>> Begin
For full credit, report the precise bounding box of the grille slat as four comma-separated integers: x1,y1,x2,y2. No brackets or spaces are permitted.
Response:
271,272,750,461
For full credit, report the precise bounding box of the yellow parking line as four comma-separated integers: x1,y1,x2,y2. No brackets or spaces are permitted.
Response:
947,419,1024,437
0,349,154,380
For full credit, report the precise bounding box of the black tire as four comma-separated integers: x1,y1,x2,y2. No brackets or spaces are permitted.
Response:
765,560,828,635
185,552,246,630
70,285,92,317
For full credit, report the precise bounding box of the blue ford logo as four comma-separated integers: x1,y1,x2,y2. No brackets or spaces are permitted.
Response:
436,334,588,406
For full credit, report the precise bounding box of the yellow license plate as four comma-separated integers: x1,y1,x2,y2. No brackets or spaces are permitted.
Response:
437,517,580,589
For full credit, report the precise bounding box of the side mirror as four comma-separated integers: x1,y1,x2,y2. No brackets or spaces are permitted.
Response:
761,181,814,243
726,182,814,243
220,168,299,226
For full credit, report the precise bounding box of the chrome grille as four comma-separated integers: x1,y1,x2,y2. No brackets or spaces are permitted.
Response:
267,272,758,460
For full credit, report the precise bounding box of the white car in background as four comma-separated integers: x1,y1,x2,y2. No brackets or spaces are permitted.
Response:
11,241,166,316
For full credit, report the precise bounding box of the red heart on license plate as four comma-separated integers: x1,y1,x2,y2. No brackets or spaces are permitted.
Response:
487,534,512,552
>> End
Update the records above by changing every "precise" to "exact" and leaving everything else the same.

For full credit, report the exact bounding box of the grille slat as four comma-separated integers: x1,y1,x2,y2. No brackets or spaces are permitted.
Response:
271,272,750,461
For full credit, report the exact bounding box of the yellow parking line as four comma-separated integers: x1,y1,x2,y2. No brackets or spaces are permitted.
Response:
947,419,1024,437
0,349,154,380
For full credit, report the exact bounding box of the black tire as four comma-separated integers: x1,y1,x2,y2. No brackets or spaces are permitted.
Response:
765,560,828,635
185,552,246,630
70,285,92,317
For full credit, report the exact bounding box of the blue ford logo as four comma-separated integers: x1,y1,x2,y2. No brackets or spaces are permitted.
Response:
436,334,588,406
For full credit, report the exact bounding box of the yellow license plate as four comma-separated integers: x1,y1,x2,y2. No brackets or spaces are permitted.
Response:
437,517,580,589
For full credit, report the exact bounding box of the side mirror as four comma-separated integers: x1,y1,x2,y2. No brackets or spaces are permitted.
Response:
761,181,814,243
726,182,814,243
220,168,299,226
For full credit, report the exact bounding box of the chrome grille as four comma-separated integers: x1,y1,x2,y2. No brackets or spaces are permitted.
Response:
267,272,758,460
For full credit, report the exact bounding box of the white car in background as four comma-separated integers: x1,y1,x2,y2. No brackets or spaces are permitted.
Response:
11,241,166,316
For full credit, report the exact bounding box of the red heart on license plate as four comma-separated integers: x1,y1,x2,y2. No brackets or spaces are permitted.
Response:
487,534,512,552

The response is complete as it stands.